§ **PROMPT**: Each record listed below is to be output exactly as written.

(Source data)
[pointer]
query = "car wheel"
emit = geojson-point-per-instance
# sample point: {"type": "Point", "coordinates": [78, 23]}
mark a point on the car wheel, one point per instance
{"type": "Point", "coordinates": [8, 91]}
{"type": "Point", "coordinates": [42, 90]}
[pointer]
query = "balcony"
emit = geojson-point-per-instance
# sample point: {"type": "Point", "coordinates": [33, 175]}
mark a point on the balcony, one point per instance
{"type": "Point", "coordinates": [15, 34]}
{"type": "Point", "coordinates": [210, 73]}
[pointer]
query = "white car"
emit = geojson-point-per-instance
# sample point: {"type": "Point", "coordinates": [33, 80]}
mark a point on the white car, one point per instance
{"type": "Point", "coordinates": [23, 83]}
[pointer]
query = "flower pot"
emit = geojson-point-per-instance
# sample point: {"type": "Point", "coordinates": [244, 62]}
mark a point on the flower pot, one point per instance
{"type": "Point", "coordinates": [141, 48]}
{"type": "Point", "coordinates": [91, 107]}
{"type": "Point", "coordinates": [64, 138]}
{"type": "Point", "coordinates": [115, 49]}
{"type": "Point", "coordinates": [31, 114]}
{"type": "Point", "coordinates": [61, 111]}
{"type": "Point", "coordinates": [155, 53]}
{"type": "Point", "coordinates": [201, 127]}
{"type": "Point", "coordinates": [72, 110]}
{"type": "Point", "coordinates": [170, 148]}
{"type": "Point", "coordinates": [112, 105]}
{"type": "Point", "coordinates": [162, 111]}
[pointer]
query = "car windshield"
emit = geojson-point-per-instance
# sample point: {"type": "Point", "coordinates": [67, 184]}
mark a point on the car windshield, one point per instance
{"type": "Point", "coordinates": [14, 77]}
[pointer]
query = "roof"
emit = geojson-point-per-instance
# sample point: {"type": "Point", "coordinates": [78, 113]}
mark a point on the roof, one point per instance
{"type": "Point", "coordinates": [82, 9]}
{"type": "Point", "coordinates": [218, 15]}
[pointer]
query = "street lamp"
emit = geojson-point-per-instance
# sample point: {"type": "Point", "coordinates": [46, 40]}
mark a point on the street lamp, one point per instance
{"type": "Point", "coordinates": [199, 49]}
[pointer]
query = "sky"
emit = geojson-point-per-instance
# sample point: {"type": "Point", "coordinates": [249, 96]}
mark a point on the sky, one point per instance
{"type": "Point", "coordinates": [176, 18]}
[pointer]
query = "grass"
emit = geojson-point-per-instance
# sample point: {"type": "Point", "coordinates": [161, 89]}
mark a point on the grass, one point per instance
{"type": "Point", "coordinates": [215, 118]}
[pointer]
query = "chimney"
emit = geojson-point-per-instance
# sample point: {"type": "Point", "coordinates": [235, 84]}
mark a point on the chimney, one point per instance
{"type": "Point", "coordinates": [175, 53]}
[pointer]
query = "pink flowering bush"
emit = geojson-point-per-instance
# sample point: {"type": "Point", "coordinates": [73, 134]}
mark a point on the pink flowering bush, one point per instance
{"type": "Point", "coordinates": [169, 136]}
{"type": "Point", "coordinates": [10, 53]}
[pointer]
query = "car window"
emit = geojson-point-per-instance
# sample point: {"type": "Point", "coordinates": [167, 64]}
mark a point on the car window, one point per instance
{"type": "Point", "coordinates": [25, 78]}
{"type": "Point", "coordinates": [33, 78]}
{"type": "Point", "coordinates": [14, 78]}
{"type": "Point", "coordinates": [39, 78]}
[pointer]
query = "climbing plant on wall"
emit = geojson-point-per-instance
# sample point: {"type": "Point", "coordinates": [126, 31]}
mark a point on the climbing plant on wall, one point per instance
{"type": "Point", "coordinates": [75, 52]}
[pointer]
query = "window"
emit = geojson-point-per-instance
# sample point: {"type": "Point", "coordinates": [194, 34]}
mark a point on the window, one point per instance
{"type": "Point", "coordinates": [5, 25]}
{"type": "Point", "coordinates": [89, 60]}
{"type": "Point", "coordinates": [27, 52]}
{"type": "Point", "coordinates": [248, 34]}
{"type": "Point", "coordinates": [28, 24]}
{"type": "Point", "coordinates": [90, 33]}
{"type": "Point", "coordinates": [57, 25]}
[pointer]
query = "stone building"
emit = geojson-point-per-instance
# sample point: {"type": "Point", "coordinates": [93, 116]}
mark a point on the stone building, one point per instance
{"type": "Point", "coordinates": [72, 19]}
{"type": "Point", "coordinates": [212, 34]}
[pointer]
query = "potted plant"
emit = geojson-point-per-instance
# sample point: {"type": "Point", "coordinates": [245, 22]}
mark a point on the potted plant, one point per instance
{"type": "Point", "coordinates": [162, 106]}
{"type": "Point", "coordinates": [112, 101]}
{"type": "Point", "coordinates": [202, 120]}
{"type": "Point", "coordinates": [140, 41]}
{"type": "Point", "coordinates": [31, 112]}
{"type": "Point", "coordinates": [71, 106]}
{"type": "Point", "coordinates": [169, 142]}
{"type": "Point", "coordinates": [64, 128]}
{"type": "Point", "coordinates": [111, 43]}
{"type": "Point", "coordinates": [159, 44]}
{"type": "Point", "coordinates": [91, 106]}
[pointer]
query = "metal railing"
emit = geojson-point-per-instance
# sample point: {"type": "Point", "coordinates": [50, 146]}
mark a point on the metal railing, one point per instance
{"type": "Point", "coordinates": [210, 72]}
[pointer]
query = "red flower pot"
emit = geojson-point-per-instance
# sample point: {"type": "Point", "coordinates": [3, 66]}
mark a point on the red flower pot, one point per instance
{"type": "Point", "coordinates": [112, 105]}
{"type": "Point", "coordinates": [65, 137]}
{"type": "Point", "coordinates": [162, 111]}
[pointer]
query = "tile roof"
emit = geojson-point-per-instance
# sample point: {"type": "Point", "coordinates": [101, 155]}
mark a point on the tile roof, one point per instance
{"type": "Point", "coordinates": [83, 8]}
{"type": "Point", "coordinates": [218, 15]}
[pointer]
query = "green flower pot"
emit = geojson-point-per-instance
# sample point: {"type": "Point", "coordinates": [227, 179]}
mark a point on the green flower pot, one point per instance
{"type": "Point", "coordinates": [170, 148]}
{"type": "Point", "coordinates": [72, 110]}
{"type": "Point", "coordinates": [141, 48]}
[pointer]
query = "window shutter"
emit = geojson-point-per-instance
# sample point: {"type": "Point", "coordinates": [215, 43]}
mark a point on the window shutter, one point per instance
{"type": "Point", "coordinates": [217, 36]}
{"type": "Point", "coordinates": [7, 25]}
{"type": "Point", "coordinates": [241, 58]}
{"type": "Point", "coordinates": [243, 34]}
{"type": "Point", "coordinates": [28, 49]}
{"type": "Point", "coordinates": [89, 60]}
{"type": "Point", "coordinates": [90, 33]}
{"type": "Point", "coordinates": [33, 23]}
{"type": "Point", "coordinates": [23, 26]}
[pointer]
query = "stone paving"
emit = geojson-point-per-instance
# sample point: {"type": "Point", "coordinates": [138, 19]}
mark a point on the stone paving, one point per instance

§ **REPLY**:
[pointer]
query = "car wheel"
emit = geojson-point-per-instance
# sample point: {"type": "Point", "coordinates": [78, 23]}
mark a point on the car wheel, one point per instance
{"type": "Point", "coordinates": [8, 91]}
{"type": "Point", "coordinates": [42, 90]}
[pointer]
query = "balcony"
emit = geojson-point-per-instance
# sample point: {"type": "Point", "coordinates": [33, 175]}
mark a point on the balcony, one point per instance
{"type": "Point", "coordinates": [15, 34]}
{"type": "Point", "coordinates": [210, 73]}
[pointer]
query = "white car"
emit = geojson-point-per-instance
# sample point: {"type": "Point", "coordinates": [33, 80]}
mark a point on the white car, one point per instance
{"type": "Point", "coordinates": [23, 83]}
[pointer]
query = "flower pot"
emit = geojson-point-per-instance
# sample point: {"type": "Point", "coordinates": [244, 62]}
mark a point on the flower pot, one point per instance
{"type": "Point", "coordinates": [141, 48]}
{"type": "Point", "coordinates": [91, 107]}
{"type": "Point", "coordinates": [64, 138]}
{"type": "Point", "coordinates": [115, 49]}
{"type": "Point", "coordinates": [31, 114]}
{"type": "Point", "coordinates": [61, 111]}
{"type": "Point", "coordinates": [155, 53]}
{"type": "Point", "coordinates": [201, 127]}
{"type": "Point", "coordinates": [72, 110]}
{"type": "Point", "coordinates": [170, 148]}
{"type": "Point", "coordinates": [112, 105]}
{"type": "Point", "coordinates": [162, 111]}
[pointer]
query = "car windshield"
emit = geojson-point-per-instance
# sample point: {"type": "Point", "coordinates": [67, 184]}
mark a point on the car windshield, one point per instance
{"type": "Point", "coordinates": [14, 77]}
[pointer]
query = "roof"
emit = geojson-point-per-instance
# sample point: {"type": "Point", "coordinates": [78, 113]}
mark a point on the roof, one point per instance
{"type": "Point", "coordinates": [82, 9]}
{"type": "Point", "coordinates": [218, 15]}
[pointer]
query = "street lamp"
emit = geojson-point-per-instance
# sample point: {"type": "Point", "coordinates": [46, 40]}
mark a point on the street lamp, one point per instance
{"type": "Point", "coordinates": [199, 49]}
[pointer]
query = "sky"
emit = geojson-point-per-instance
# sample point: {"type": "Point", "coordinates": [249, 96]}
mark a point on the sky, one point per instance
{"type": "Point", "coordinates": [176, 18]}
[pointer]
query = "grass"
emit = geojson-point-per-instance
# sample point: {"type": "Point", "coordinates": [161, 89]}
mark a point on the grass, one point per instance
{"type": "Point", "coordinates": [215, 118]}
[pointer]
query = "chimney"
emit = geojson-point-per-instance
# sample point: {"type": "Point", "coordinates": [235, 84]}
mark a point on the chimney, one point per instance
{"type": "Point", "coordinates": [175, 53]}
[pointer]
query = "pink flowering bush"
emit = geojson-point-per-instance
# sample point: {"type": "Point", "coordinates": [73, 134]}
mark a point on the pink flowering bush, one point per instance
{"type": "Point", "coordinates": [169, 136]}
{"type": "Point", "coordinates": [10, 53]}
[pointer]
query = "car window"
emit = geojson-point-per-instance
# sample point: {"type": "Point", "coordinates": [167, 64]}
mark a point on the car window, one point per instance
{"type": "Point", "coordinates": [25, 78]}
{"type": "Point", "coordinates": [33, 78]}
{"type": "Point", "coordinates": [14, 78]}
{"type": "Point", "coordinates": [39, 78]}
[pointer]
query = "climbing plant on wall"
emit = geojson-point-per-instance
# sample point: {"type": "Point", "coordinates": [126, 31]}
mark a point on the climbing plant on wall, one point per instance
{"type": "Point", "coordinates": [75, 52]}
[pointer]
query = "window"
emit = geojson-point-per-instance
# sample point: {"type": "Point", "coordinates": [194, 34]}
mark a point on the window, one point per instance
{"type": "Point", "coordinates": [5, 25]}
{"type": "Point", "coordinates": [89, 60]}
{"type": "Point", "coordinates": [27, 52]}
{"type": "Point", "coordinates": [248, 34]}
{"type": "Point", "coordinates": [28, 24]}
{"type": "Point", "coordinates": [90, 33]}
{"type": "Point", "coordinates": [57, 25]}
[pointer]
query = "stone building"
emit = geojson-point-per-instance
# sample point: {"type": "Point", "coordinates": [93, 116]}
mark a point on the stone building, one point per instance
{"type": "Point", "coordinates": [72, 19]}
{"type": "Point", "coordinates": [212, 34]}
[pointer]
query = "potted plant"
emit = geojson-point-per-instance
# sample point: {"type": "Point", "coordinates": [245, 22]}
mark a point on the potted plant, one point per instance
{"type": "Point", "coordinates": [162, 106]}
{"type": "Point", "coordinates": [112, 101]}
{"type": "Point", "coordinates": [202, 120]}
{"type": "Point", "coordinates": [140, 41]}
{"type": "Point", "coordinates": [31, 112]}
{"type": "Point", "coordinates": [71, 106]}
{"type": "Point", "coordinates": [169, 142]}
{"type": "Point", "coordinates": [64, 128]}
{"type": "Point", "coordinates": [111, 43]}
{"type": "Point", "coordinates": [159, 44]}
{"type": "Point", "coordinates": [91, 106]}
[pointer]
query = "metal railing"
emit = geojson-point-per-instance
# sample point: {"type": "Point", "coordinates": [50, 146]}
mark a point on the metal railing, one point per instance
{"type": "Point", "coordinates": [210, 72]}
[pointer]
query = "red flower pot"
emit = geojson-point-per-instance
# sample point: {"type": "Point", "coordinates": [3, 66]}
mark a point on the red flower pot, one point per instance
{"type": "Point", "coordinates": [112, 105]}
{"type": "Point", "coordinates": [65, 137]}
{"type": "Point", "coordinates": [162, 111]}
[pointer]
query = "tile roof"
emit = geojson-point-per-instance
# sample point: {"type": "Point", "coordinates": [101, 155]}
mark a point on the tile roof, one point per instance
{"type": "Point", "coordinates": [83, 8]}
{"type": "Point", "coordinates": [218, 15]}
[pointer]
query = "green flower pot"
emit = geojson-point-per-instance
# sample point: {"type": "Point", "coordinates": [227, 179]}
mark a point on the green flower pot, one point per instance
{"type": "Point", "coordinates": [170, 148]}
{"type": "Point", "coordinates": [72, 110]}
{"type": "Point", "coordinates": [141, 48]}
[pointer]
query = "window shutter"
emit = geojson-point-per-instance
# sample point: {"type": "Point", "coordinates": [215, 43]}
mark a point on the window shutter, one point per instance
{"type": "Point", "coordinates": [217, 36]}
{"type": "Point", "coordinates": [7, 25]}
{"type": "Point", "coordinates": [241, 58]}
{"type": "Point", "coordinates": [243, 34]}
{"type": "Point", "coordinates": [28, 49]}
{"type": "Point", "coordinates": [89, 60]}
{"type": "Point", "coordinates": [90, 33]}
{"type": "Point", "coordinates": [33, 23]}
{"type": "Point", "coordinates": [23, 26]}
[pointer]
query = "stone paving"
emit = geojson-point-per-instance
# sample point: {"type": "Point", "coordinates": [138, 19]}
mark a point on the stone paving, one point per instance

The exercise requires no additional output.